SELECTED EXTRACT:
-- Start --

So what does the sense of smell really have to do with the Christmas season?
Everything. At no other time of the year, are all of our senses, especially that of smell, so bombarded. Perfume remains a favorite present to give. Knowing that Moses created a myrrh reminds us that one of the gifts the Wise Men brought to the Christ Child was myrrh, which according to legend, Mary saved until it was used during the burial rites of Jesus.
Helen Keller, who in losing both sight and hearing intensified her other senses, once wrote, “Smell is a potent wizard that transports us across thousands of miles and all the years we have lived. The odors of fruits waft me to my Southern home, to my childhood frolics in the peach orchard. Other odors, instantaneous and fleeting, cause my heart to dilate joyously or contract with remembered grief. Even as I think of smells, my nose is full of scents that awake sweet memories of summers gone and ripening fields far away.”
One of the real hazards of modern society is that our intense focus on outcome, results, completion of the job, often makes us ignore the actual pleasure we can encounter both in the processes of our work and in the very acts of preparation for Christmas. With all the senses, savor each good moment of Advent. Then at the most unexpected times, often triggered by a familiar faint aroma, the moment, joy and all, will make a return visit as a tiny gift to ourselves.

-- End --

RECORDS SUPPLIED:
-- Start --

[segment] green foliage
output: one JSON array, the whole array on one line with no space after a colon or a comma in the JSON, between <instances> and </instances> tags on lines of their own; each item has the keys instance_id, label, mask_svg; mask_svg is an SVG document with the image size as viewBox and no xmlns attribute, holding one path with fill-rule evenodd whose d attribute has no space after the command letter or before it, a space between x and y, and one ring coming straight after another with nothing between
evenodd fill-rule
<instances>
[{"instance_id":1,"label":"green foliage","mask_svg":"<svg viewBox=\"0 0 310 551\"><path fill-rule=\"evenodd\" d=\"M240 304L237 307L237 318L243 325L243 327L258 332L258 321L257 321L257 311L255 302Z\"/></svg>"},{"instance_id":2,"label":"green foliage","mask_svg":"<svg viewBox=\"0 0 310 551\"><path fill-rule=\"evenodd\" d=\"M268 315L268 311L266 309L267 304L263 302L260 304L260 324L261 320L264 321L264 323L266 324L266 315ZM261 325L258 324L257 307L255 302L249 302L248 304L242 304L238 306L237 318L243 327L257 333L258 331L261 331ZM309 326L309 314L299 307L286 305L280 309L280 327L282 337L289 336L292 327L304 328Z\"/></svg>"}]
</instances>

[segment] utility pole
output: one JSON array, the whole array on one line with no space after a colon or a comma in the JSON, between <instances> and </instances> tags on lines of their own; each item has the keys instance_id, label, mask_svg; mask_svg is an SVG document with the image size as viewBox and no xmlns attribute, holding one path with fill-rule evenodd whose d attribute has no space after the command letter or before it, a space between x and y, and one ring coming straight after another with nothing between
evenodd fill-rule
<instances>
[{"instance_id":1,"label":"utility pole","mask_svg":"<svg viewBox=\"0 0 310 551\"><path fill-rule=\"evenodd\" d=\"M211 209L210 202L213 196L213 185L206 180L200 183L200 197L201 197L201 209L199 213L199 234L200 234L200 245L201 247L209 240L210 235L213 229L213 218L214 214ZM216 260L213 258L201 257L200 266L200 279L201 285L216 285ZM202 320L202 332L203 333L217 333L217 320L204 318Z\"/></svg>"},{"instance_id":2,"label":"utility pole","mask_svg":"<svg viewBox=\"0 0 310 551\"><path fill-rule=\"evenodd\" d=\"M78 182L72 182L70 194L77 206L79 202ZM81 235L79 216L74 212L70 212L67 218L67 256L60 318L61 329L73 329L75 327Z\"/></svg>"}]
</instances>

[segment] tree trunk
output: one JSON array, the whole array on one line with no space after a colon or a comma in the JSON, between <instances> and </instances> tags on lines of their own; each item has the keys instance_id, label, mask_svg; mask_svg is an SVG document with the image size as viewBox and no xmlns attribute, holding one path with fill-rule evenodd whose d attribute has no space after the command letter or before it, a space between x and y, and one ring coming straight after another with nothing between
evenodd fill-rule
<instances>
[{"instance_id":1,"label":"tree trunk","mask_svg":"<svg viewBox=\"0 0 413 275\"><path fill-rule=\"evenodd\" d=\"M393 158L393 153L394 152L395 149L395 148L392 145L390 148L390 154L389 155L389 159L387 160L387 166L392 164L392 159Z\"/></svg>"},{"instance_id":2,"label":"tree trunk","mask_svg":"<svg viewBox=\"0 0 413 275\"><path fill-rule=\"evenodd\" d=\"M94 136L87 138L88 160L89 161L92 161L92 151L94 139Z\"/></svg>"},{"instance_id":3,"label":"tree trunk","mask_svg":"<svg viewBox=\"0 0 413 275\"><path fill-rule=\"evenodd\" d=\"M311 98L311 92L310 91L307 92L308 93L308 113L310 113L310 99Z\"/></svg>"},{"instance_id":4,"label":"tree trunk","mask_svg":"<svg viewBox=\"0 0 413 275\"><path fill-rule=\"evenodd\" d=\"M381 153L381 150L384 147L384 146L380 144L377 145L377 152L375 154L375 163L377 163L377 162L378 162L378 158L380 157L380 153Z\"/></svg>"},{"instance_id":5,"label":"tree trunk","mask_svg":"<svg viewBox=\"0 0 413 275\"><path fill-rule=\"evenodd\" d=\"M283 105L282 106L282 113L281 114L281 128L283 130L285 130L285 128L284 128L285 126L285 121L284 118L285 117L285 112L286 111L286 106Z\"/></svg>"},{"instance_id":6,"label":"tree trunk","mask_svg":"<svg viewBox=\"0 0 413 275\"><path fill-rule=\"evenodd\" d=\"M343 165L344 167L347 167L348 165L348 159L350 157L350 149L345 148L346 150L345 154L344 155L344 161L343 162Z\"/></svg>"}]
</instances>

-- End --

PROBLEM A:
Copy the passage on smell and Christmas between "So what does" and "rites of Jesus.", inclusive.
PROBLEM B:
In the passage on smell and Christmas, what two senses did Helen Keller lose?

EXERCISE RESPONSE A:
So what does the sense of smell really have to do with the Christmas season?
Everything. At no other time of the year, are all of our senses, especially that of smell, so bombarded. Perfume remains a favorite present to give. Knowing that Moses created a myrrh reminds us that one of the gifts the Wise Men brought to the Christ Child was myrrh, which according to legend, Mary saved until it was used during the burial rites of Jesus.

EXERCISE RESPONSE B:
Sight and hearing.